--- Zitierter Text ---
Hexen und Hexer – das sind nicht nur Begriffe aus den düsteren, aber längst überwundenen Tagen des späten Mittelalters und der Frühen Neuzeit, als nahezu überall in Europa die Scheiterhaufen loderten. Dass bestimmte Menschen als Hexe oder Hexer gebrandmarkt werden, das gibt es heute noch in manchen Teilen der Welt – auch wenn die Ausgrenzung nicht immer mit der physischen Vernichtung der Opfer enden muss.
Eine Feldstudie in Südwestchina hat nun aufgezeigt, wie und warum es zu dieser Brandmarkung kommt. Die Anthropologin Ruth Mace vom University College London und ihr britisch-chinesisches Team untersuchten fünf Dörfer mit insgesamt rund 800 Haushalten in einer ländlichen Gegend der Provinz Sichuan, wo Hexenglaube noch verbreitet ist.
Dort analysierten die Forscher während dreier Jahre die sozialen Netzwerke innerhalb der Gemeinschaften – sie untersuchten Verwandschafts-, Freundschafts- und Geschäftsbeziehungen. Ein überraschender Befund der Studie, die im Fachblatt «Nature Human Behaviour» publiziert wurde: Nicht weniger als 13 Prozent der Einwohner – ein auffallend hoher Anteil – galten als «Zhu» oder «Zhubo» (örtlicher Dialekt für «Hexe»).
Das Stigma – das von Generation zu Generation übertragen wird – trifft mehr Haushalte, die von Frauen geführt werden. In der Provinz Sichuan fungieren ohnehin traditionell Frauen als Familienoberhaupt. Die stigmatisierten Haushalte waren erstaunlicherweise auch geringfügig wohlhabender als die anderen.
---
Gib an, welcher Anteil der Einwohner laut dem Text über den Hexenglauben in Sichuan als «Zhu» oder «Zhubo» galt.
--- Datenblock ---
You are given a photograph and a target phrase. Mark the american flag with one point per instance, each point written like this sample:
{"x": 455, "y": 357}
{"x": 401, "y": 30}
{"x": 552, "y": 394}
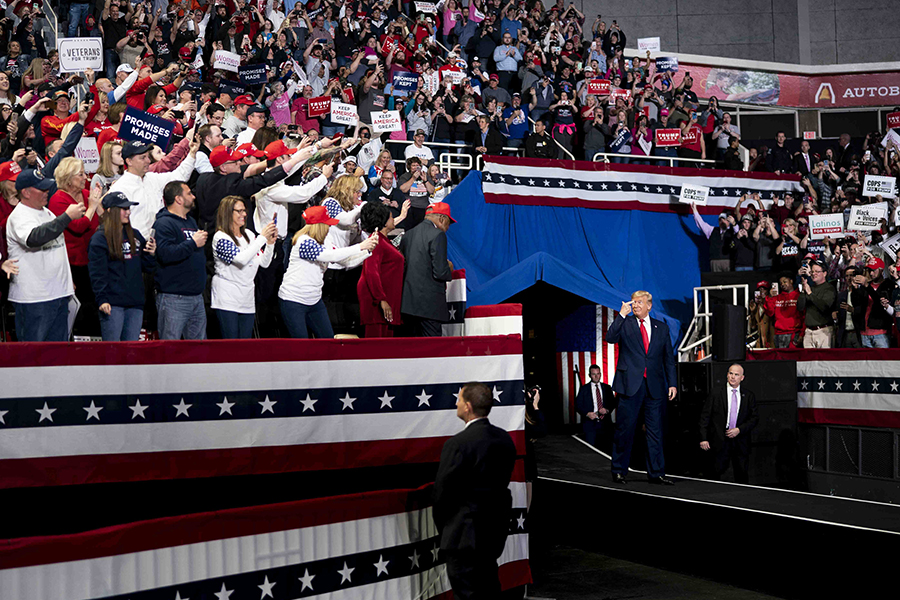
---
• [Antwort]
Nicht weniger als 13 Prozent der Einwohner galten als «Zhu» oder «Zhubo».